# [PROBLEM TO WORK ON]
Transcribe exactly, and only, the lines from the one containing "the blonde woman" through the last line of the data.

# [SUPPLIED RECORDS]
┄┄┄┄┄┄

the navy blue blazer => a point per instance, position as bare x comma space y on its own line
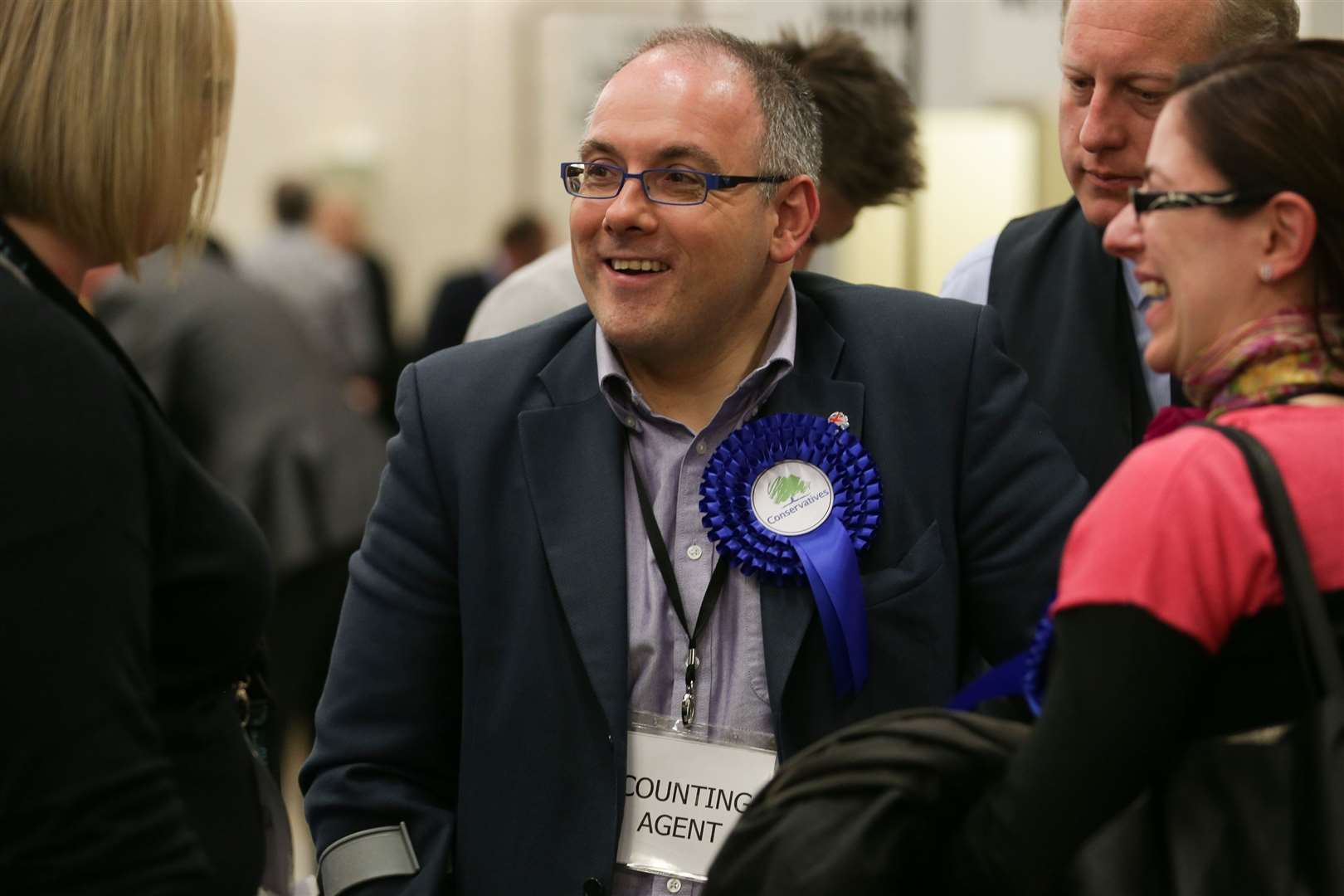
477, 689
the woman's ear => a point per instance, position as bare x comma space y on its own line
1291, 234
796, 206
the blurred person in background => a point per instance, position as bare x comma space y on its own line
869, 158
1237, 232
1073, 314
340, 222
522, 242
264, 416
325, 290
132, 587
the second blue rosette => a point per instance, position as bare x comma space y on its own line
791, 499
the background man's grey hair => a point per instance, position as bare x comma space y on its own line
791, 139
1242, 22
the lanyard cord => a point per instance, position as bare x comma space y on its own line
47, 284
665, 563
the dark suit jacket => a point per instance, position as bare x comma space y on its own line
479, 684
1068, 321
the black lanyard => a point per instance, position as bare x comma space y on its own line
665, 561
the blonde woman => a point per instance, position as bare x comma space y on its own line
132, 590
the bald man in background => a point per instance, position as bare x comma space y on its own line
1071, 314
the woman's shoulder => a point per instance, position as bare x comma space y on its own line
73, 431
1179, 528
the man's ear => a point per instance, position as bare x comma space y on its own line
1291, 234
796, 206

┄┄┄┄┄┄

# [TASK ANSWER]
the blonde woman => a point per instance, position as bare x comma space y on its own line
132, 590
the bald man in background => a point per instance, position as bare x comma space y on its own line
1071, 314
the woman's shoulder => a point per instance, position as bare x comma space y on its own line
73, 431
1179, 528
the man's ear => a point per instance, position as bare x comma space y on its own line
1291, 234
796, 206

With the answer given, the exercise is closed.